TASK REQUIREMENTS -
**a.** In the op-ed on refugee deportations in Asia, how many Uighurs did Cambodia forcibly return on Dec. 19?
**b.** Using the op-ed on refugee deportations in Asia, explain why the U.N. refugee agency never assessed the claims of the Hmong held at the Huay Nam Khao camp.

Op-Ed Contributor
The New York Times
Published: January 1, 2010
WASHINGTON — A virus is sweeping Asia. The symptoms are heightened xenophobia and amnesia about fundamental refugee rights. Australia and Indonesia succumbed first, in October, when they stopped boats carrying Sri Lankans. Neither country would allow the Sri Lankans to disembark even though they came from a country experiencing massive violence and displacement. Almost three months later, one of the boats, holding more than 250 Sri Lankans, remains moored in the West Javan port of Merak.
Cambodia was next to catch the fever. A small group of Uighur men, women and children fleeing the aftermath of the worst ethnic violence in decades in China sought asylum in Cambodia. The United Nations High Commissioner for Refugees issued “persons of concern” letters on their behalf and moved them into a facility it managed jointly with the Cambodian government. But Cambodia forcibly returned 20 Uighurs on Dec. 19, despite the protests of the U.N. agency, the diplomatic corps and human rights groups. They have not been heard from since.
Now Thailand has gone viral. On Monday, soldiers with truncheons and shields herded more than 4,000 Hmong asylum seekers onto buses back to Laos from the Huay Nam Khao camp in Petchabun Province, where they have lived since 2005. For four years, the Thai Army detained the Hmong in the closed camp, never allowing the U.N. refugee agency to interview them or assess their claims to refugee status. The Thai Army’s own screening process, based on criteria never made public, found that hundreds of the Hmong had legitimate protection concerns, but Thailand never provided any additional protections. The Thai government maintained that the Hmong were “economic migrants” but refused any fair determination process to assess that claim.
When it came, the forced repatriation was conducted in the face of loud international condemnation, from the refugee agency, top levels of the U.S. State Department, and the president of the European Union. Tellingly, a group of 158 Hmong who not only had been recognized as refugees by the U.N. refugee agency but also had been offered resettlement by Australia, Canada, the Netherlands and the United States were also deported. They had been detained separately in abysmal conditions for three years at Nong Khai immigration detention center.

DATASET EXCERPTS -
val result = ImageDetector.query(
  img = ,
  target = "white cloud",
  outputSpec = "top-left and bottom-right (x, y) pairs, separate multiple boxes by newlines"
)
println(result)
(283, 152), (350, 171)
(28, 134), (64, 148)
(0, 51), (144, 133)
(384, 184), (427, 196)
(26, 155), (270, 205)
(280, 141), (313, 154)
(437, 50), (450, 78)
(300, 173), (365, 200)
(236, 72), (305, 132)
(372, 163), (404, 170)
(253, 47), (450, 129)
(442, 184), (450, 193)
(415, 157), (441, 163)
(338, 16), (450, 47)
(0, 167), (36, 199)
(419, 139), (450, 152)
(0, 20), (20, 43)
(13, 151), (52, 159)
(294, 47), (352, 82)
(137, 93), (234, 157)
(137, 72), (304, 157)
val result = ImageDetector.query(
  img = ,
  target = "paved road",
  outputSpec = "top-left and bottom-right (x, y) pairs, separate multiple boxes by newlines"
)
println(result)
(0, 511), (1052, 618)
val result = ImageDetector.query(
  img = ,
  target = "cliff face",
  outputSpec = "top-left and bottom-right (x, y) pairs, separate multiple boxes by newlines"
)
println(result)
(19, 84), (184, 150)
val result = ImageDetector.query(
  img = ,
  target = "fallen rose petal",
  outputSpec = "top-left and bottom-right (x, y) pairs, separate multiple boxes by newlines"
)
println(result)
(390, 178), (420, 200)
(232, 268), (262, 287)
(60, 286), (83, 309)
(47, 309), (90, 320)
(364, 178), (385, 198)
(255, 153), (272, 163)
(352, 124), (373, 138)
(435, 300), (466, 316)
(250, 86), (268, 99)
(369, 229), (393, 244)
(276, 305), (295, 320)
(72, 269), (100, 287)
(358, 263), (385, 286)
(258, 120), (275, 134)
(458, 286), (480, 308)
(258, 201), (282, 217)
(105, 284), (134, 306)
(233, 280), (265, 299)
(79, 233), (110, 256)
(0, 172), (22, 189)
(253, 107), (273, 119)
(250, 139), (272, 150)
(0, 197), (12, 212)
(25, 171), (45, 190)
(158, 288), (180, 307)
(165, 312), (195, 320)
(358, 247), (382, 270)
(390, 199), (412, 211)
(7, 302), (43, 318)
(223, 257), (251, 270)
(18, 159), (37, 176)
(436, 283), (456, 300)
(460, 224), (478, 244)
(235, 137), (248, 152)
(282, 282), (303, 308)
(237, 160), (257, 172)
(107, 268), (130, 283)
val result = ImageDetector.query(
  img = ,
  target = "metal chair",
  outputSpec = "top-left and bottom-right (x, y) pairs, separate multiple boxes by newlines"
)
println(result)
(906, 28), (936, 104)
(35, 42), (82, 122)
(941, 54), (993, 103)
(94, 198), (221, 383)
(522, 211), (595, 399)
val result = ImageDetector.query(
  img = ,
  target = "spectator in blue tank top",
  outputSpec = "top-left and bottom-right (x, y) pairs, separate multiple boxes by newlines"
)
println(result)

SOLUTION LIST -
**a.** Cambodia forcibly returned 20 Uighurs.

**b.** For four years the Thai Army held the Hmong in a closed camp. It never allowed the U.N. refugee agency to interview them or assess their claims to refugee status.